(Records from a collection)
+++
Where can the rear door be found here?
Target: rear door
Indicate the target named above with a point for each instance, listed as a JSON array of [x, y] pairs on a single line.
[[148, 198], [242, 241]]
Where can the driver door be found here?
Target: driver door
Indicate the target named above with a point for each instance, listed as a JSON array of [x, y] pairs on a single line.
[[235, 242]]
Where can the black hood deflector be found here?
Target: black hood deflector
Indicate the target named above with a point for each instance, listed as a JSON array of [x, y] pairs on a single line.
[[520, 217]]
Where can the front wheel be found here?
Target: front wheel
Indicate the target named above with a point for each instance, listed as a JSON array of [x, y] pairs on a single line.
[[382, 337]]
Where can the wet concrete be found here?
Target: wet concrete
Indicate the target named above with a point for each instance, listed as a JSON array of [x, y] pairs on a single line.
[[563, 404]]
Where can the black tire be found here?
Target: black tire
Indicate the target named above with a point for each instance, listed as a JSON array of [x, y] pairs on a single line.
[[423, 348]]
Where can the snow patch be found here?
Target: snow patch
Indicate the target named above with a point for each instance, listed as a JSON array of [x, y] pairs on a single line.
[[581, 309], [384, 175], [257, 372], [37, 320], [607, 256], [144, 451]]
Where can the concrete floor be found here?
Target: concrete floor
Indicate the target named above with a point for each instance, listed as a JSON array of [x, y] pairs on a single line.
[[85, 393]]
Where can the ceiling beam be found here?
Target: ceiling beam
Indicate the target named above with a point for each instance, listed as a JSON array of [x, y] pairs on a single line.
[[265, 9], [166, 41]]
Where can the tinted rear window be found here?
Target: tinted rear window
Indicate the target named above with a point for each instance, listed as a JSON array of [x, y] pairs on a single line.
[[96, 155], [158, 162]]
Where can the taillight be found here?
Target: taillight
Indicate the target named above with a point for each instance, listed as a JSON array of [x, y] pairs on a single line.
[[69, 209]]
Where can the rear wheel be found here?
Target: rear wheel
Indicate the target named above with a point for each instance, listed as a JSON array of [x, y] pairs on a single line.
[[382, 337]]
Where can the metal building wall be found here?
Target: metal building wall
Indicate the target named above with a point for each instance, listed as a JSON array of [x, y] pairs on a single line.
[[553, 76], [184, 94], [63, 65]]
+++
Return verbatim each line from the one that mentions "Target: taillight" to the end of the entries, inclusive.

Target: taillight
Indicate the target named above with a point for each instance, listed as a JSON array of [x, y] pairs on a single line.
[[69, 209]]
Where can the rear wheel be found here?
Target: rear wheel
Indicate the target named above with a point for each instance, listed as a JSON array of [x, y] pairs on a single line.
[[382, 337]]
Where can the metal building wall be found here?
Target: metal building wall
Indicate the target named above with a point for each instance, listed as a JSON array of [x, y] pairs on a single line.
[[553, 76], [184, 94], [63, 65]]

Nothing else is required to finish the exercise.